### [WORK TO COMPLETE]
Print, character for character, the portion of the data below that starts at the line containing "-- select a point on the forest, one" and ends at the line containing "[(85, 148)]", with both of those lines included.

(Position annotation records)

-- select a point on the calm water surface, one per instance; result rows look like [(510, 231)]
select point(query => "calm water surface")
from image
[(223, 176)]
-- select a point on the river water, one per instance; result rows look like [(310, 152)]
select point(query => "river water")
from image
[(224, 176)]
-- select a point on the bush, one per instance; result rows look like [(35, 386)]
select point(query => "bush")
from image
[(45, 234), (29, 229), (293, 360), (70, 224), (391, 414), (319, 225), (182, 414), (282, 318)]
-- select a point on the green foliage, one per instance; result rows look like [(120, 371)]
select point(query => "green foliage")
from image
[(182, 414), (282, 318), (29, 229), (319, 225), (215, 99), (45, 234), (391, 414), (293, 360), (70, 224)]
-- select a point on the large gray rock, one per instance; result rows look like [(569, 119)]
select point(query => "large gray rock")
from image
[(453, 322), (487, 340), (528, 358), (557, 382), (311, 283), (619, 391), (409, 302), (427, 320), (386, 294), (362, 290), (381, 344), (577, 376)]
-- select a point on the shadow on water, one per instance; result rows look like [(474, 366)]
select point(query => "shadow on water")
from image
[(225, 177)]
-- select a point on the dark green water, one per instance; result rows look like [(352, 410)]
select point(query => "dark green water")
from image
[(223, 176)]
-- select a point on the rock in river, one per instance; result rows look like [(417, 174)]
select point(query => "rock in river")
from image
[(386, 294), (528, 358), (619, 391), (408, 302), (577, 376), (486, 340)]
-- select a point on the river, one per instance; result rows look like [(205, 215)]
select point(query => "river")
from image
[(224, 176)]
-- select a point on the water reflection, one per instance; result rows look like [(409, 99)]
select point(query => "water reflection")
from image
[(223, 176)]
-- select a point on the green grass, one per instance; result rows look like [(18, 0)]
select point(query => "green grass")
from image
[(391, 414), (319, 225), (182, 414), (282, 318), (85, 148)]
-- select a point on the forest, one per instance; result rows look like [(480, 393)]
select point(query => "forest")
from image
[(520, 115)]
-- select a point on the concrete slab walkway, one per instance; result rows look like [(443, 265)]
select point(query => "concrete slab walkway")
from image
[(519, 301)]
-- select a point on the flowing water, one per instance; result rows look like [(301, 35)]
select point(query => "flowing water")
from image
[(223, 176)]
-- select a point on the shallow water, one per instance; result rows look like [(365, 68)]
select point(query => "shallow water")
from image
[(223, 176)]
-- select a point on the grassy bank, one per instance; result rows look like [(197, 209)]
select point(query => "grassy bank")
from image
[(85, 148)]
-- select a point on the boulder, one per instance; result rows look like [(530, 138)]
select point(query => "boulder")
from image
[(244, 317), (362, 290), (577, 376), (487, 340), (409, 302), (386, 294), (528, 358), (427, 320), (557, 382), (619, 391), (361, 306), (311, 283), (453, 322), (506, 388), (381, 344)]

* * *

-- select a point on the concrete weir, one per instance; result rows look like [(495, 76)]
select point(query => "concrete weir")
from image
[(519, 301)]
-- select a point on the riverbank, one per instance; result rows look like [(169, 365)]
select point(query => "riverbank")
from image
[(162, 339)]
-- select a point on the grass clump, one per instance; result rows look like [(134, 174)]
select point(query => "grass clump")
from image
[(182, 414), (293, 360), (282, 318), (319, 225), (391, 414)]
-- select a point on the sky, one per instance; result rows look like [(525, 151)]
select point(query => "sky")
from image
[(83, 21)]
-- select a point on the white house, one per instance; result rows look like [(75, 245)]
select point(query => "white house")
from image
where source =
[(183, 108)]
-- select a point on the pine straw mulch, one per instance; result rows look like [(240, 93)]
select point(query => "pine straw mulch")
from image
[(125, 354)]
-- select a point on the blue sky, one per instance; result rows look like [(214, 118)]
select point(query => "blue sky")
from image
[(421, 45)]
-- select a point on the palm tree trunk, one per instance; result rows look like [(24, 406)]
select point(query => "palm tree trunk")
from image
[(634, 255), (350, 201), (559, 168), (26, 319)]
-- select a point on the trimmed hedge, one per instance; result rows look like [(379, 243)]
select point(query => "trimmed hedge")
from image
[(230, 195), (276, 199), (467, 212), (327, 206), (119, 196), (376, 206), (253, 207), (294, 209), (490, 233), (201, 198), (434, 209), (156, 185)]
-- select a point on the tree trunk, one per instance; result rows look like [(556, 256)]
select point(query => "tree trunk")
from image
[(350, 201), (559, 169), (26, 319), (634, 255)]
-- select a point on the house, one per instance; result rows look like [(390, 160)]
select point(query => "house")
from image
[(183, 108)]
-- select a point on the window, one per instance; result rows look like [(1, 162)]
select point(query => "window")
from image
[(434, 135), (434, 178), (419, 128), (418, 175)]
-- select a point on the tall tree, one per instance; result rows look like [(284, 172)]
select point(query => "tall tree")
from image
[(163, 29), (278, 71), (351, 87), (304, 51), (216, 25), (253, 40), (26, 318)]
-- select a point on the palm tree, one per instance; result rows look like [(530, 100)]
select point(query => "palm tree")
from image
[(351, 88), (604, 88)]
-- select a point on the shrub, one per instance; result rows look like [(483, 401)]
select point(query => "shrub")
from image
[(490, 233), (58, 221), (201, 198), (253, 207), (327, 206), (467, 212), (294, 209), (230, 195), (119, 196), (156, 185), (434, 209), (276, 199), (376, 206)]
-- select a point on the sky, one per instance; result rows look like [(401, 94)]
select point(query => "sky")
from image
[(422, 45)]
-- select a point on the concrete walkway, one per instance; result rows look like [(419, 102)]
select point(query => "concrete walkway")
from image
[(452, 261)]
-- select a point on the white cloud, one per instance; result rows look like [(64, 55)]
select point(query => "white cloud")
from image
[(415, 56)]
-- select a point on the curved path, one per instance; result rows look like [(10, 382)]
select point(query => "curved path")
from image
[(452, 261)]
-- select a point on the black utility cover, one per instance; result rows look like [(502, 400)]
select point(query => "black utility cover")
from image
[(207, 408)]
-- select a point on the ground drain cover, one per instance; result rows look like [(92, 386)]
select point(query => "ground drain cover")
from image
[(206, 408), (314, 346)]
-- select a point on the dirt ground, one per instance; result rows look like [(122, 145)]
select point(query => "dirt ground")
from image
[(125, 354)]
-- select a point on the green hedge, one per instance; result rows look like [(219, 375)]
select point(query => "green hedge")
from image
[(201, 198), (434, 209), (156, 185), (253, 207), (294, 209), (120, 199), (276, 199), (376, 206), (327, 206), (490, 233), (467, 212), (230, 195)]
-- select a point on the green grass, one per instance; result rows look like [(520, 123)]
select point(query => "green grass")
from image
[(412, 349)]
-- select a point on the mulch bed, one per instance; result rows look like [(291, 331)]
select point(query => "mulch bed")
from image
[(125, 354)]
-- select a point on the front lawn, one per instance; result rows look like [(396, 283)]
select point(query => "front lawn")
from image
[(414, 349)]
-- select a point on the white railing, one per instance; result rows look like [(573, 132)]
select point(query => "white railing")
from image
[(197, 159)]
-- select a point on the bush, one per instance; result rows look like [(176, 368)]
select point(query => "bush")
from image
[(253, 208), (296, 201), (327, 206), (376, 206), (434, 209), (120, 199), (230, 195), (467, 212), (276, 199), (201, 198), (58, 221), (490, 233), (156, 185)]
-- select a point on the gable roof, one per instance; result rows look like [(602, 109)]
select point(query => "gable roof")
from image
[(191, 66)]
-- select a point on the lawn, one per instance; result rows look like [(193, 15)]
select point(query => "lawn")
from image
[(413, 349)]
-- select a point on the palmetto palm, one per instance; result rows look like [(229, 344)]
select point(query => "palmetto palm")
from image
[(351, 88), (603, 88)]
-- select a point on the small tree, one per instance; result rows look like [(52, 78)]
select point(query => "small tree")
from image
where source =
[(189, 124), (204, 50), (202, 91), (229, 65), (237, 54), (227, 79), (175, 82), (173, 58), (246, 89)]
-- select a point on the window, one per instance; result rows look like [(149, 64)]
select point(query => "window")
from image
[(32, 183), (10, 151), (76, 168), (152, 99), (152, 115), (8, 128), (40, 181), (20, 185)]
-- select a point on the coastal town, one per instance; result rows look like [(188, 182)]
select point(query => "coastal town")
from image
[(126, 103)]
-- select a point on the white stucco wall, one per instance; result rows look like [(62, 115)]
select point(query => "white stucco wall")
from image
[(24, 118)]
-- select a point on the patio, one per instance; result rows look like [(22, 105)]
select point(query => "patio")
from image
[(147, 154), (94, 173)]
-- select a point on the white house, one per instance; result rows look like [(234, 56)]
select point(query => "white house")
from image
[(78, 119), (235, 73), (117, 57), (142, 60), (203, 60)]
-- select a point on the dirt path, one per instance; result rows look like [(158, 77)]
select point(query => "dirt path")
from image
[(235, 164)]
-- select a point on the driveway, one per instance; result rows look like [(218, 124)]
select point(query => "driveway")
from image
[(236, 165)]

### [RESPONSE TO THIS EXERCISE]
-- select a point on the forest, one per instance; result rows look like [(480, 393)]
select point(query => "forest")
from image
[(520, 115)]
-- select a point on the concrete slab walkway, one per instance; result rows look like [(443, 265)]
select point(query => "concrete slab walkway")
from image
[(519, 301)]
-- select a point on the flowing water, one per instance; result rows look like [(301, 35)]
select point(query => "flowing water")
from image
[(223, 176)]
-- select a point on the shallow water, one per instance; result rows look like [(365, 68)]
select point(query => "shallow water")
from image
[(223, 176)]
-- select a point on the grassy bank, one per instance; result rows look like [(197, 209)]
select point(query => "grassy bank")
from image
[(85, 148)]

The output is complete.